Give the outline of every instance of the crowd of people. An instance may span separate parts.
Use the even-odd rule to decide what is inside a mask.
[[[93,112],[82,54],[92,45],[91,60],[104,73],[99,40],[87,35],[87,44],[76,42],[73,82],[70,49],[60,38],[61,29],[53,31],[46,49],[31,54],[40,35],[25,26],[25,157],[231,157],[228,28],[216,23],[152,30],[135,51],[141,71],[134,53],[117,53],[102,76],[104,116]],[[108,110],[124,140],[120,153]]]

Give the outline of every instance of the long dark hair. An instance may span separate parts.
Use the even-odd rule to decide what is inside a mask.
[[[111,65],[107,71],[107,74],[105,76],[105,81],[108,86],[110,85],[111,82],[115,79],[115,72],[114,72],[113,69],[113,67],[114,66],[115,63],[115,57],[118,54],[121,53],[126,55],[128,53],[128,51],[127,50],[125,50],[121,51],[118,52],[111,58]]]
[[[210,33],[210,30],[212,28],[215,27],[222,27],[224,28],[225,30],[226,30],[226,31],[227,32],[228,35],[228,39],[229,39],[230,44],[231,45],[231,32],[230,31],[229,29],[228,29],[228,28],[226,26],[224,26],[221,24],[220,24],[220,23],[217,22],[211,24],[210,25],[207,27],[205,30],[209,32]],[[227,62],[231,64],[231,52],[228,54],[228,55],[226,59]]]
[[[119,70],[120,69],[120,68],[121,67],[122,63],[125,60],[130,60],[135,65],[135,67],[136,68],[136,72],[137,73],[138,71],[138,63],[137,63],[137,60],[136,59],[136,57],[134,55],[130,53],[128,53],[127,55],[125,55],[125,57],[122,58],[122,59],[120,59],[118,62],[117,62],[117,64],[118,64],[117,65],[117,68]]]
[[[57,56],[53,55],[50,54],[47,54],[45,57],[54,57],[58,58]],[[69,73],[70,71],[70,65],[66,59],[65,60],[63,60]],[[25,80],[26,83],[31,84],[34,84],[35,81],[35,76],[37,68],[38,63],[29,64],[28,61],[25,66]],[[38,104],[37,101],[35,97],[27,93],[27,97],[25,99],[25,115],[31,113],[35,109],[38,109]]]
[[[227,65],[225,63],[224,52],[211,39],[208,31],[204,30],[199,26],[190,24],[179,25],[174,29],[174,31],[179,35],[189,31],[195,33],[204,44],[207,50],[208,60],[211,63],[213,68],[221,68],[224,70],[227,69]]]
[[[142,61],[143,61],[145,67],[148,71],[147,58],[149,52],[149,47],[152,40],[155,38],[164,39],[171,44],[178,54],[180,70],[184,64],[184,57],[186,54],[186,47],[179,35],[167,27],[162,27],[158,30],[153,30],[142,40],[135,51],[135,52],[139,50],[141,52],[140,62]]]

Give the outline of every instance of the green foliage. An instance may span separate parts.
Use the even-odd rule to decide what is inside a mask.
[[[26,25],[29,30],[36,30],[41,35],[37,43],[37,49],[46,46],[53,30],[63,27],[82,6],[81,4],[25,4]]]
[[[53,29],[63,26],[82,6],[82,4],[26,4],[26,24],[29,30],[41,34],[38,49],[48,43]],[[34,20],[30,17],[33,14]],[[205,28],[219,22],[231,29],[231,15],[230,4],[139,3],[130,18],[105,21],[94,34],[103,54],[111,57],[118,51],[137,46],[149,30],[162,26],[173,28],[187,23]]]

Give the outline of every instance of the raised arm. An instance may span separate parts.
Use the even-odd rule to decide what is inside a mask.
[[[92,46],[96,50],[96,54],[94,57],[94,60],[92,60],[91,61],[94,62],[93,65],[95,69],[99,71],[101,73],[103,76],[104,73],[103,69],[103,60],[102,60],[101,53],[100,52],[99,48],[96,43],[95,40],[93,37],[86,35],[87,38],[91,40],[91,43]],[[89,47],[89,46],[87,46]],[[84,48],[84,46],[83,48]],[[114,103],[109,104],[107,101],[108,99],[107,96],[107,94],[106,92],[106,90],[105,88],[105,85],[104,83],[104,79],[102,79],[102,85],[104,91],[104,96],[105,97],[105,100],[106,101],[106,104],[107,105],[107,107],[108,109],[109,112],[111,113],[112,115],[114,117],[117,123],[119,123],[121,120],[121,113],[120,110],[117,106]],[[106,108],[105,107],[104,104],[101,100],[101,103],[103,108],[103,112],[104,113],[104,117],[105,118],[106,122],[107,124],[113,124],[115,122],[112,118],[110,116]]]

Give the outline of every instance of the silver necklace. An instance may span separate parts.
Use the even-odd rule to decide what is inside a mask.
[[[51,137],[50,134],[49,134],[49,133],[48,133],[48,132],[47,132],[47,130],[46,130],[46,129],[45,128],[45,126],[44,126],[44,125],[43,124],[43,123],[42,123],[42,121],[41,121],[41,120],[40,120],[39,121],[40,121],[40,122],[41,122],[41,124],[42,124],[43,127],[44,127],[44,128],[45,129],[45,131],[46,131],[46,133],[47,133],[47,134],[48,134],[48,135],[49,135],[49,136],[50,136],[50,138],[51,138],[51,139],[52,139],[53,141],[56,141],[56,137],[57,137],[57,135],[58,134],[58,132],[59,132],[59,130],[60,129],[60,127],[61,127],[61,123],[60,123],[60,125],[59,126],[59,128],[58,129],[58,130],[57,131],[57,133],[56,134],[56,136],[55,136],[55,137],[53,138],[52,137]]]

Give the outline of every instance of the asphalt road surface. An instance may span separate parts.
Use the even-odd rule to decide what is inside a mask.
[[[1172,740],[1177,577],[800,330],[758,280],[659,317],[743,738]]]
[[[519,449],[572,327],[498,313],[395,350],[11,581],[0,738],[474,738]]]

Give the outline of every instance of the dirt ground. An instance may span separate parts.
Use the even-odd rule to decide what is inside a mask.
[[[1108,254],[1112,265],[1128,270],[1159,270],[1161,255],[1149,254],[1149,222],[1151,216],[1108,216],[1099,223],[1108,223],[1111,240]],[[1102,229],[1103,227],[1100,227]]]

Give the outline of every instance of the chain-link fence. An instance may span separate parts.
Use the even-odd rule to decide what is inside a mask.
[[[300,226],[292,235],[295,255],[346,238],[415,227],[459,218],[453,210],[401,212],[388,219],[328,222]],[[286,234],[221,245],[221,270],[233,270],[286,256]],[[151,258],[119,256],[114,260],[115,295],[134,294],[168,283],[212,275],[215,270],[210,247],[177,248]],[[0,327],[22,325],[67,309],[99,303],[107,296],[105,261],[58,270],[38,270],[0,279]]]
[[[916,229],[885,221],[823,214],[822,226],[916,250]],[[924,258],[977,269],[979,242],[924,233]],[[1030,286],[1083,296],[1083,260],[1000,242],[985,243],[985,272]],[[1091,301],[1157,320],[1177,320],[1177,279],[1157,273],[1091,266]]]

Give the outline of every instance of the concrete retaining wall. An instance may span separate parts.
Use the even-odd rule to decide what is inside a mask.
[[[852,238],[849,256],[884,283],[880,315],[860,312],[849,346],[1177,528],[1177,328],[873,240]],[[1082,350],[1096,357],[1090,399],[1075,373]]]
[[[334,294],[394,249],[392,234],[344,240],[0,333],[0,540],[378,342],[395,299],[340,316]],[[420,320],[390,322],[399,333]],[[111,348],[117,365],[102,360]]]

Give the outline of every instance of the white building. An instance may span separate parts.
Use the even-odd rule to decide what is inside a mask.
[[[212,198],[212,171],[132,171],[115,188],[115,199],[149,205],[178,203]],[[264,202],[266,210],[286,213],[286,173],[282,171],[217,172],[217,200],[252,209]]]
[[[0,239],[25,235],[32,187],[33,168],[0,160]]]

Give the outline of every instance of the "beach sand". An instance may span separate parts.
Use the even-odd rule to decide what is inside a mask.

^^^^^^^^

Recast every line of the data above as a Markdown table with the columns Row and Line, numbering each row and omitting blank lines.

| Row | Line |
|---|---|
| 1 | Give the outline of every instance of the crowd of people. An instance may span separate parts. |
| 2 | Use the even-odd rule to decide what is inside a mask. |
| 3 | [[[93,112],[82,54],[92,45],[91,60],[104,73],[99,40],[87,35],[87,44],[76,42],[73,82],[70,49],[60,38],[61,29],[53,31],[46,49],[31,54],[40,35],[25,26],[25,157],[231,157],[228,28],[216,23],[152,30],[135,51],[141,71],[134,53],[117,53],[102,76],[104,116]],[[108,110],[124,140],[120,153]]] |
| 4 | Give the outline of every instance of the long dark hair. An instance may span separate parts. |
| 5 | Use the even-odd rule to decide what is inside a mask. |
| 6 | [[[111,65],[107,71],[107,74],[105,76],[105,81],[108,86],[110,85],[111,82],[115,79],[115,72],[114,72],[113,69],[113,67],[114,66],[115,63],[115,57],[118,54],[121,53],[126,55],[128,53],[128,51],[127,50],[125,50],[121,51],[118,52],[111,58]]] |
| 7 | [[[210,33],[210,30],[212,28],[215,27],[222,27],[224,28],[225,30],[226,30],[226,31],[227,32],[228,35],[228,39],[229,39],[230,44],[231,45],[231,32],[230,31],[229,29],[228,29],[228,28],[226,26],[224,26],[221,24],[220,24],[220,23],[217,22],[211,24],[210,25],[207,27],[205,30],[209,32]],[[227,62],[231,64],[231,52],[228,54],[228,55],[226,59]]] |
| 8 | [[[119,70],[120,69],[120,68],[121,67],[122,63],[125,60],[130,60],[135,65],[135,67],[136,68],[136,72],[137,73],[138,71],[138,63],[137,63],[137,60],[136,59],[136,57],[134,55],[130,53],[128,53],[127,55],[125,55],[125,57],[122,58],[122,59],[120,59],[118,62],[117,62],[117,64],[118,64],[117,65],[117,68]]] |
| 9 | [[[57,56],[53,55],[50,54],[47,54],[45,57],[54,57],[58,58]],[[69,73],[70,71],[70,65],[66,59],[65,60],[63,60]],[[25,80],[26,83],[31,84],[34,84],[35,81],[35,76],[37,68],[38,63],[29,64],[28,61],[25,66]],[[38,104],[37,101],[35,97],[27,93],[27,97],[25,99],[25,115],[31,113],[35,109],[38,109]]] |
| 10 | [[[227,65],[225,63],[224,52],[211,39],[208,31],[204,30],[199,26],[190,24],[179,25],[174,29],[174,31],[179,35],[189,31],[195,33],[204,44],[207,50],[208,60],[211,63],[213,68],[221,68],[224,70],[227,69]]] |
| 11 | [[[142,61],[143,61],[145,67],[148,71],[147,58],[149,52],[149,47],[152,40],[155,38],[164,39],[171,44],[178,54],[180,70],[184,64],[184,57],[186,54],[186,47],[179,35],[167,27],[162,27],[158,30],[153,30],[142,40],[135,51],[135,52],[139,50],[141,52],[140,62]]] |
| 12 | Give the outline of every instance of the green foliage. An instance may span separate parts. |
| 13 | Use the even-odd rule to decide what is inside a mask. |
| 14 | [[[26,25],[29,30],[36,30],[41,35],[37,43],[37,49],[46,46],[53,30],[63,27],[82,6],[81,4],[25,4]]] |
| 15 | [[[53,29],[63,26],[82,6],[82,4],[26,4],[26,24],[29,30],[41,34],[38,49],[48,43]],[[34,20],[30,17],[33,14]],[[205,28],[219,22],[231,29],[231,15],[230,4],[139,3],[130,18],[105,21],[94,34],[103,54],[111,57],[118,51],[137,46],[149,30],[162,26],[173,28],[187,23]]] |
| 16 | Give the outline of every instance of the raised arm. An instance may span separate parts. |
| 17 | Use the even-odd rule to decide what is inside a mask. |
| 18 | [[[92,46],[96,50],[96,54],[94,57],[94,60],[92,60],[91,61],[94,62],[93,65],[95,69],[99,71],[101,73],[103,76],[104,73],[103,69],[103,60],[102,60],[101,53],[100,52],[99,48],[96,43],[95,40],[93,37],[86,35],[87,38],[91,40],[91,43]],[[89,47],[89,46],[87,46]],[[84,48],[84,46],[83,48]],[[114,103],[109,104],[107,101],[108,99],[107,96],[107,94],[106,92],[106,90],[105,88],[105,85],[104,83],[104,79],[102,79],[102,85],[104,91],[104,96],[105,97],[105,100],[106,101],[106,104],[107,105],[107,107],[108,109],[109,112],[111,113],[112,115],[114,117],[117,123],[119,123],[121,120],[121,113],[120,110],[117,106]],[[106,108],[105,107],[104,104],[101,100],[101,103],[103,108],[103,112],[104,113],[104,117],[105,118],[106,122],[107,124],[113,124],[115,122],[112,118],[110,116]]] |
| 19 | Give the outline of every instance of the silver necklace. An instance may span separate parts. |
| 20 | Use the even-odd rule to decide what is inside a mask. |
| 21 | [[[51,137],[50,134],[49,134],[49,133],[48,133],[48,132],[47,132],[47,130],[46,130],[46,129],[45,128],[45,126],[44,126],[44,125],[43,124],[43,123],[42,123],[42,121],[41,121],[41,120],[40,120],[39,121],[40,121],[40,122],[41,122],[41,124],[42,124],[43,127],[44,127],[44,128],[45,129],[45,131],[46,131],[46,133],[47,133],[47,134],[48,134],[48,135],[49,135],[49,136],[50,136],[50,138],[51,138],[51,139],[52,139],[53,141],[56,141],[56,137],[57,137],[57,135],[58,134],[58,132],[59,132],[59,130],[60,129],[60,127],[61,127],[61,123],[60,123],[60,125],[59,126],[59,128],[58,129],[58,130],[57,131],[57,133],[56,134],[56,136],[55,136],[55,137],[53,138],[52,137]]] |
| 22 | Give the outline of every instance of the asphalt road surface. An instance may span separate parts. |
| 23 | Use the even-odd rule to decide what is inside a mask. |
| 24 | [[[1172,740],[1177,577],[800,330],[758,280],[659,317],[743,738]]] |
| 25 | [[[519,449],[572,327],[498,313],[395,350],[11,581],[0,738],[474,738]]] |
| 26 | Give the outline of every instance of the dirt ground. An instance may span separate parts. |
| 27 | Use the even-odd rule to decide what is inside a mask. |
| 28 | [[[1108,254],[1112,265],[1128,270],[1159,270],[1161,255],[1149,254],[1149,222],[1151,216],[1108,216],[1099,223],[1108,223],[1111,240]],[[1102,229],[1103,227],[1100,227]]] |
| 29 | Give the outline of every instance of the chain-link fence. An instance may span separate parts. |
| 30 | Use the even-odd rule to decide what is inside a mask. |
| 31 | [[[300,226],[292,235],[295,255],[346,238],[415,227],[459,218],[453,210],[401,212],[388,219],[328,222]],[[286,234],[221,245],[221,270],[233,270],[286,256]],[[151,258],[119,256],[114,260],[115,295],[134,294],[168,283],[212,275],[215,270],[210,247],[177,248]],[[0,327],[22,325],[67,309],[99,303],[107,296],[105,261],[58,270],[38,270],[0,279]]] |
| 32 | [[[916,229],[885,221],[823,214],[822,226],[916,250]],[[924,258],[977,269],[979,242],[924,233]],[[1030,286],[1083,296],[1083,260],[1000,242],[985,243],[985,272]],[[1091,301],[1157,320],[1177,320],[1177,279],[1157,273],[1091,266]]] |
| 33 | Give the outline of every instance of the concrete retaining wall. An instance may span separate parts. |
| 34 | Use the even-odd rule to decide what is inside a mask. |
| 35 | [[[852,238],[849,256],[884,283],[880,315],[860,312],[849,346],[1177,528],[1177,328],[873,240]],[[1082,350],[1096,357],[1090,399],[1075,373]]] |
| 36 | [[[334,294],[394,249],[392,234],[344,240],[0,333],[0,540],[378,342],[395,299],[340,316]],[[420,320],[390,322],[399,333]],[[111,348],[117,365],[102,360]]] |
| 37 | Give the outline of every instance of the white building. An instance may span separate parts. |
| 38 | Use the even-odd rule to decide what is inside a mask. |
| 39 | [[[212,198],[212,171],[132,171],[115,188],[115,199],[149,205],[178,203]],[[264,202],[266,210],[286,213],[286,173],[282,171],[217,172],[217,200],[252,209]]] |
| 40 | [[[0,239],[25,235],[32,187],[33,168],[0,160]]] |
| 41 | Give the outline of every instance of the "beach sand". An instance may span separate parts. |
| 42 | Use the even-odd rule to decide what is inside a mask. |